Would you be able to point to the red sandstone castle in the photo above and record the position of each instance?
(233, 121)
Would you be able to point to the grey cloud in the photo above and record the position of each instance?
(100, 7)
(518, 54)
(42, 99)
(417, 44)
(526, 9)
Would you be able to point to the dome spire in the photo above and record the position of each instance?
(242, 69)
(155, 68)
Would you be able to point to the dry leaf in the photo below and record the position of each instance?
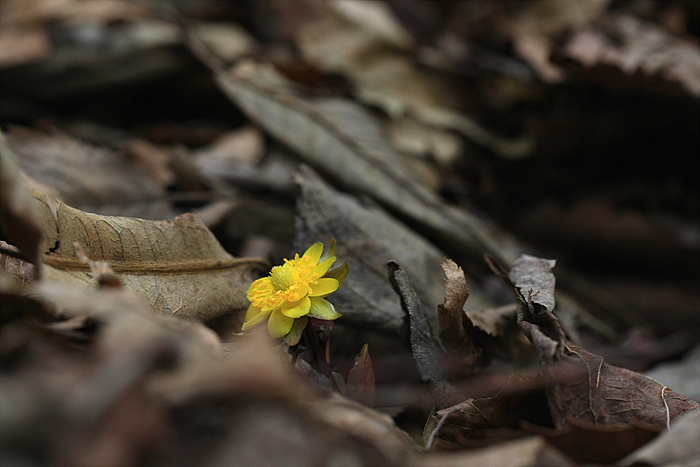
(678, 447)
(179, 267)
(360, 385)
(153, 160)
(18, 217)
(529, 452)
(376, 430)
(427, 350)
(451, 311)
(229, 41)
(538, 24)
(476, 421)
(339, 137)
(637, 48)
(593, 446)
(581, 386)
(89, 177)
(19, 46)
(364, 48)
(367, 238)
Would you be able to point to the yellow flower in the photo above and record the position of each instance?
(294, 291)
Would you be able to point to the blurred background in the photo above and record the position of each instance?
(573, 125)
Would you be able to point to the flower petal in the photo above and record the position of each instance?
(325, 286)
(314, 252)
(296, 309)
(262, 286)
(339, 273)
(331, 250)
(323, 266)
(253, 316)
(279, 325)
(294, 335)
(322, 309)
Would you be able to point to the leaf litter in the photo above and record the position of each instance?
(424, 133)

==========

Starting with the first entry and ending with the last, reproduce the listing exactly, without its pictures.

• [Response]:
Would you be able to point to the red sandstone castle in the photo above and record the position of each instance?
(233, 121)
Would you be able to point to the grey cloud in the photo above and record the position of each instance?
(100, 7)
(518, 54)
(42, 99)
(417, 44)
(526, 9)
Would you be able to point to the dome spire in the photo above and record the position of each instance?
(242, 69)
(155, 68)
Would you be able to point to the dry leaf in the photo below and record the position of each instance?
(678, 447)
(179, 267)
(360, 385)
(153, 160)
(18, 217)
(529, 452)
(376, 430)
(427, 350)
(451, 311)
(229, 41)
(538, 24)
(476, 421)
(339, 137)
(637, 48)
(593, 446)
(581, 386)
(89, 177)
(19, 46)
(364, 48)
(367, 238)
Would you be able to point to the yellow flower in the photo above and record the position of each instance?
(294, 291)
Would you be able to point to the blurred background in the photo above and record the position of each instance?
(573, 125)
Would you be able to point to the flower petal in the photo above and record the position of each instance?
(325, 286)
(314, 252)
(296, 309)
(262, 286)
(339, 273)
(331, 250)
(323, 266)
(253, 316)
(279, 325)
(294, 335)
(322, 309)
Would you be able to point to the leaf litter in the photo above and record the position of each instance?
(424, 133)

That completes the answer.